◆ **PROBLEM STATEMENT**: Only the lines that contain the string "wooden" belong in the answer; pull them from the records.

◆ **SUPPLIED ENTRIES**:
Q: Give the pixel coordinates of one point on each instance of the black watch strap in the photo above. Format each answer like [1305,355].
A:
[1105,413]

--

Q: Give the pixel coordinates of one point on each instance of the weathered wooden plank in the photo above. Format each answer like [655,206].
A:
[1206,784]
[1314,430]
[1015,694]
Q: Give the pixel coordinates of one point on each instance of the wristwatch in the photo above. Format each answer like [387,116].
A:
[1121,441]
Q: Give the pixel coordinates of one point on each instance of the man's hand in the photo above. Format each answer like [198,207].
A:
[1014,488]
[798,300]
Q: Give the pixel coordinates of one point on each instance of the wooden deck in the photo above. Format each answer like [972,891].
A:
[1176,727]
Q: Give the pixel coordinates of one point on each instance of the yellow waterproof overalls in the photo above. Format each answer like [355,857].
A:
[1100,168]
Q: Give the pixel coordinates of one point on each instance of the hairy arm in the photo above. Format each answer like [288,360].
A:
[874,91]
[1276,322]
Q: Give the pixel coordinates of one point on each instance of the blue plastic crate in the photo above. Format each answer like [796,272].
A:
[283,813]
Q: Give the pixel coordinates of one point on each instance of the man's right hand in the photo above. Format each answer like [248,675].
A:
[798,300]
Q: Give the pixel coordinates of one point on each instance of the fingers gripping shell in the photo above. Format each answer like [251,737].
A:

...

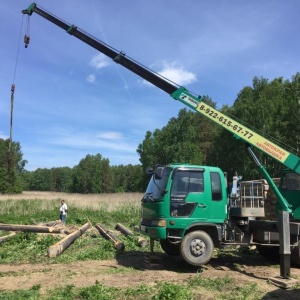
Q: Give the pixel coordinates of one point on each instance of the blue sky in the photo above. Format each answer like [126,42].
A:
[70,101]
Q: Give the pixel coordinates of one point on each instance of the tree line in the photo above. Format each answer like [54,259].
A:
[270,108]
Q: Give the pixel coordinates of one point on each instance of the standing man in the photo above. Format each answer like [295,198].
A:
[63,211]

◆ **REPLY**:
Q: Give the pixel coordinates of one point on each instance of the weathered wooden plank in the photo above. Format each answer like [655,206].
Q: Give the pixel coordinates of one point on each instance of the wooden deck in the photo above. Format each answer like [972,891].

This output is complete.